■ **TASK OBJECTIVE**:
Copy the items below word for word, leaving out the pictures.

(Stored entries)
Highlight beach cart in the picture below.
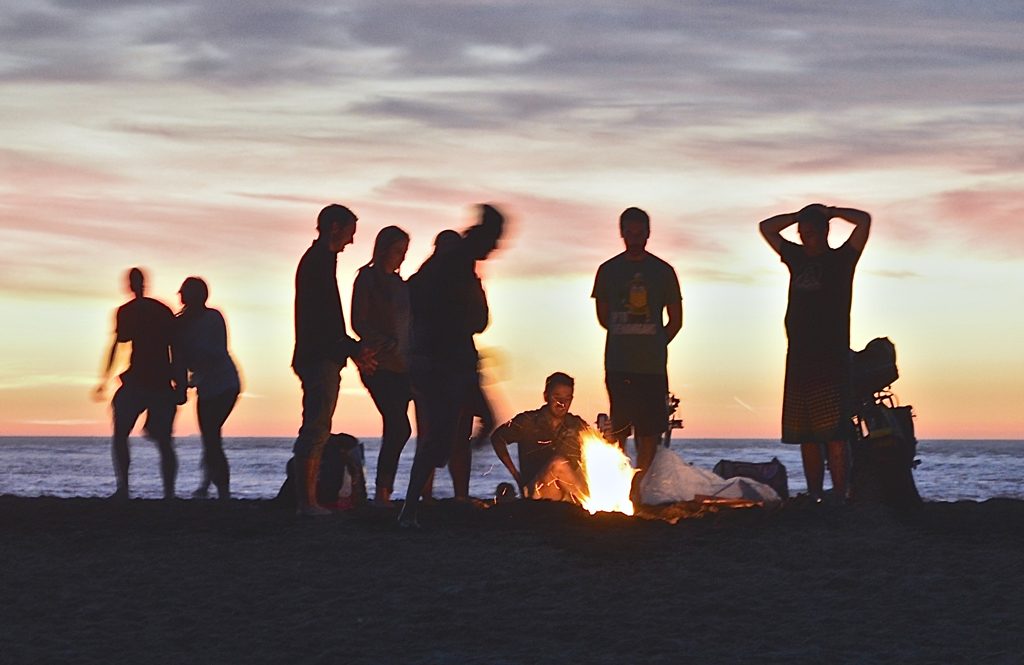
[850,337,921,507]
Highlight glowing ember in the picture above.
[580,434,637,515]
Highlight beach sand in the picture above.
[0,497,1024,665]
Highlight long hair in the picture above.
[360,226,409,269]
[178,277,210,317]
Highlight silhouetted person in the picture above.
[352,226,413,504]
[96,267,185,499]
[490,372,590,501]
[177,277,242,499]
[399,205,505,526]
[760,203,871,501]
[436,230,495,501]
[292,204,377,515]
[591,208,683,494]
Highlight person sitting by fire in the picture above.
[490,372,590,501]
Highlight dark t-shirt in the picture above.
[116,297,174,389]
[591,252,682,376]
[351,266,411,373]
[495,407,590,485]
[779,235,860,357]
[292,239,359,368]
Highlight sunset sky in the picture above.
[0,0,1024,439]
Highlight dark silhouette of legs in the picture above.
[362,370,413,503]
[293,361,341,515]
[196,390,239,499]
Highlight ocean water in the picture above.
[0,437,1024,501]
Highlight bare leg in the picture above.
[800,444,825,499]
[828,441,849,501]
[420,468,437,501]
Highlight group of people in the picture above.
[95,267,242,499]
[97,199,870,516]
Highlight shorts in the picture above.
[410,366,479,468]
[112,384,178,441]
[782,351,853,444]
[604,372,669,440]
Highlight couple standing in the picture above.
[95,267,241,499]
[292,204,504,518]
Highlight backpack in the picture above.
[850,337,899,398]
[850,401,921,508]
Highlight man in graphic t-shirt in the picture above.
[591,208,683,497]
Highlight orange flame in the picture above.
[580,434,637,515]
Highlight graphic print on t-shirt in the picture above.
[608,273,657,335]
[793,261,822,291]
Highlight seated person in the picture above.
[490,372,590,501]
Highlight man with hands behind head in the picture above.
[760,203,871,502]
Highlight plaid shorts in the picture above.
[782,351,852,444]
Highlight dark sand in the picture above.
[0,497,1024,665]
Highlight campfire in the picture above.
[580,434,637,515]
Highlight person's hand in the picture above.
[352,346,377,376]
[797,203,828,221]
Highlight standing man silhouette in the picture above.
[292,204,377,515]
[96,267,187,500]
[591,208,683,496]
[760,203,871,502]
[398,204,505,528]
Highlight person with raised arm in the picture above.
[490,372,596,501]
[591,208,683,497]
[760,203,871,503]
[177,277,242,501]
[95,267,186,500]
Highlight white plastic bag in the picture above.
[640,447,780,505]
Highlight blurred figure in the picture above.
[399,205,505,527]
[436,230,495,501]
[760,203,871,502]
[177,277,242,500]
[292,204,377,515]
[591,208,683,494]
[352,226,413,504]
[490,372,590,501]
[95,267,185,499]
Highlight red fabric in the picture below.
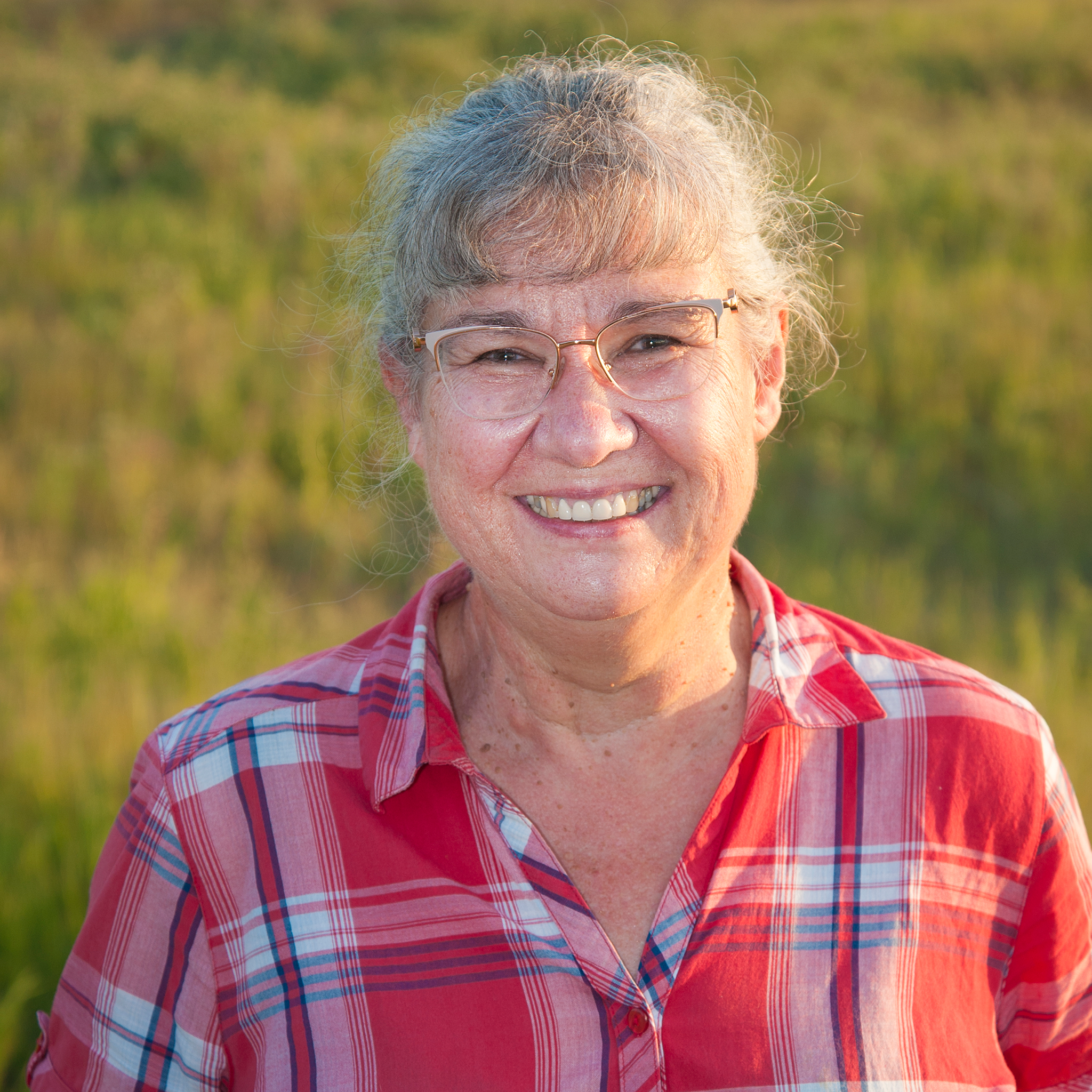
[28,556,1092,1092]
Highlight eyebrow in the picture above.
[442,299,687,330]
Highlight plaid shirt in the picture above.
[28,555,1092,1092]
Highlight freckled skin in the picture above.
[387,261,784,971]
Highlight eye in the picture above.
[474,348,531,364]
[624,334,678,353]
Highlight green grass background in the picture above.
[0,0,1092,1088]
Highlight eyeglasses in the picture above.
[411,288,739,420]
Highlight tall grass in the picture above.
[0,0,1092,1088]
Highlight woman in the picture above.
[29,44,1092,1092]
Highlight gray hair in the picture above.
[335,39,839,546]
[340,41,837,399]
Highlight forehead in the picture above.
[425,259,730,334]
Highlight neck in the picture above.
[437,546,750,757]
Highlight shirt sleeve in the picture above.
[26,736,227,1092]
[997,724,1092,1092]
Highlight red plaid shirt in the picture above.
[28,556,1092,1092]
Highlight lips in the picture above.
[522,485,663,523]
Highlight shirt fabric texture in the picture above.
[27,553,1092,1092]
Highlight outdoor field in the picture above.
[0,0,1092,1090]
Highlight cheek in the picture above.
[415,391,523,502]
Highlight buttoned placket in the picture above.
[453,744,748,1092]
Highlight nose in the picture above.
[534,338,637,468]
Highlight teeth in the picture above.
[523,485,662,523]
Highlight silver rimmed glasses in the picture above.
[412,290,739,420]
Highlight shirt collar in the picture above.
[359,550,886,808]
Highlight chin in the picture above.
[519,558,660,621]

■ **EXERCISE RESULT**:
Highlight beach cart in the picture below.
[850,337,921,507]
Highlight glowing ember in the picture above.
[580,434,637,515]
Highlight beach sand in the picture above.
[0,497,1024,665]
Highlight long hair in the picture above.
[360,226,409,269]
[178,277,210,317]
Highlight silhouetted person in the picture above.
[352,226,413,504]
[96,267,185,499]
[490,372,590,501]
[177,277,242,499]
[399,205,505,526]
[760,203,871,501]
[436,230,495,501]
[292,204,377,515]
[591,208,683,494]
Highlight person sitting by fire in the picture above.
[490,372,590,501]
Highlight dark t-shirt in the picture above.
[116,297,174,389]
[591,252,682,376]
[351,266,411,373]
[495,407,590,485]
[779,235,860,357]
[292,239,359,368]
Highlight sunset sky in the picture above.
[0,0,1024,439]
Highlight dark silhouette of legs in the picture above.
[362,370,413,503]
[293,361,341,515]
[196,390,239,499]
Highlight ocean water in the picture above.
[0,437,1024,501]
Highlight bare leg in the picture above.
[800,444,825,499]
[828,441,849,501]
[420,468,437,501]
Highlight group of people in the picture above.
[95,267,242,499]
[97,199,870,516]
Highlight shorts in the picture above.
[410,366,479,468]
[112,384,178,441]
[782,351,853,444]
[604,372,669,440]
Highlight couple standing in the picture above.
[95,267,241,499]
[292,204,504,518]
Highlight backpack in the picture above.
[850,337,899,398]
[850,401,921,508]
Highlight man in graphic t-shirt in the picture above.
[591,208,683,497]
Highlight orange flame in the picture above.
[580,434,637,515]
Highlight graphic print on t-shirt in the picture above.
[608,273,657,335]
[793,261,822,291]
Highlight seated person in the picture above.
[490,372,590,501]
Highlight man with hands behind head in the picture above.
[760,203,871,502]
Highlight plaid shorts in the picture above.
[782,351,852,444]
Highlight dark sand in the picture above.
[0,497,1024,665]
Highlight campfire in the picture above.
[580,434,637,515]
Highlight person's hand in the picture above.
[352,346,377,376]
[797,203,828,221]
Highlight standing man silhouette in the picture above.
[292,204,377,515]
[96,267,187,500]
[591,208,683,496]
[760,203,871,502]
[398,204,505,528]
Highlight person with raised arm in the picture above.
[490,372,596,501]
[591,208,683,497]
[760,203,871,503]
[177,277,242,501]
[95,267,186,500]
Highlight white plastic bag in the picture above.
[640,447,780,505]
Highlight blurred figure in the picture above.
[399,205,505,527]
[436,230,495,501]
[760,203,871,502]
[177,277,242,500]
[292,204,377,515]
[591,208,683,494]
[352,226,413,504]
[490,372,590,501]
[95,267,185,499]
Highlight red fabric in the picture below.
[28,556,1092,1092]
Highlight eyebrow in the picture above.
[442,299,687,330]
Highlight plaid shirt in the picture above.
[28,555,1092,1092]
Highlight freckled skin in the picture above.
[387,261,784,971]
Highlight eye in the picture above.
[474,348,531,364]
[624,334,678,353]
Highlight green grass background in the picture above.
[0,0,1092,1088]
Highlight eyeglasses in the picture above.
[411,288,739,420]
Highlight tall grass in the picture above.
[0,0,1092,1088]
Highlight woman in the picture above.
[29,44,1092,1092]
Highlight gray hair in the picture above.
[335,39,839,546]
[340,41,837,399]
Highlight forehead in the picture above.
[425,259,730,334]
Highlight neck in the picture above.
[437,546,750,757]
Highlight shirt sleeve in the picture above.
[26,736,227,1092]
[997,724,1092,1092]
Highlight red plaid shirt in the picture above.
[28,556,1092,1092]
Highlight lips in the picture above.
[522,485,663,523]
Highlight shirt fabric texture in the picture above.
[27,553,1092,1092]
Highlight outdoor field in the picture above.
[0,0,1092,1090]
Highlight cheek in the picture above.
[415,391,523,502]
Highlight buttoned placket in the picture above.
[453,744,748,1092]
Highlight nose in the picture above.
[534,338,637,468]
Highlight teeth in the picture above.
[523,485,662,523]
Highlight silver rimmed glasses in the picture above.
[412,290,739,420]
Highlight shirt collar in the picture above.
[359,550,886,808]
Highlight chin in the picture above.
[519,558,660,621]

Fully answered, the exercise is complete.